Three Astronauts Arrive at China’s Space Station for Longest Mission

 

Three Chinese astronauts successfully docked with China’s new space station

Three Chinese Astronaut

Three Chinese astronauts successfully docked with China’s new space station (Shenzhou-13 spacecraft) on Saturday, kicking off a record-setting six-month stay on what is set to be Beijing’s longest crewed mission to date and the latest landmark in its drive to become a major space power.

The spacecraft was launched by a Long March-2F rocket at 12:23 a.m. Saturday and docked with the Tianhe core module of the Tiangong space station at 6:56 a.m., approximately six and a half hours later.

 

The three astronauts entered the Tianhe space station core module at about 10 a.m., the China Manned Space Agency said.

 

The two men and one woman are the second crew to move into the space station, which was launched last April. The first crew stayed three months.

 

It will be China’s longest crewed space mission, a new milestone for a program that has advanced rapidly in recent years.

 

The new crew includes two veterans of space travel. Zhai Zhigang, 55, and Wang Yaping, 41, and Ye Guangfu, 41, who is making his first trip to space.

 

They were seen off by a military band and supporters singing “Ode to the Motherland,” underscoring the weight of national pride invested in the space program, which has advanced rapidly in recent years.

 

The crew will do three spacewalks to install equipment in preparation for expanding the station; assess living conditions in the Tianhe module and conduct experiments in space medicine and other fields.

 

China’s military-run space program plans to send multiple crews to the station over the next two years to make it fully functional.

 

When completed with the addition of two more sections named Mengtian and Wentian the station will weigh about 66 tons, much smaller than the International Space Station, which launched its first module in 1998 and weighs around 450 tons.

 

Pictures released by the space agency showed the three astronauts waving to wellwishers who held up slogans of encouragement at a send-off ceremony before the launch.

 

 

A previous record-breaking crew making the first mission to Tiangong returned to Earth in September after spending three months on the space station.

Data section ▸
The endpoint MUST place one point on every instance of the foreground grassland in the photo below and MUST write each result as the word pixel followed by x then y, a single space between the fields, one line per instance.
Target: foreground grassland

Required tasks ▸
**a.** According to the space station article, at what time did the spacecraft dock with the Tianhe core module?
**b.** Return the stretch of the space station article from "The new crew" through "and other fields.", copied word for word.
The material above is separate from the space station article.

Results ▸
**a.** At 6:56 a.m.

**b.**
The new crew includes two veterans of space travel. Zhai Zhigang, 55, and Wang Yaping, 41, and Ye Guangfu, 41, who is making his first trip to space.

 

They were seen off by a military band and supporters singing “Ode to the Motherland,” underscoring the weight of national pride invested in the space program, which has advanced rapidly in recent years.

 

The crew will do three spacewalks to install equipment in preparation for expanding the station; assess living conditions in the Tianhe module and conduct experiments in space medicine and other fields.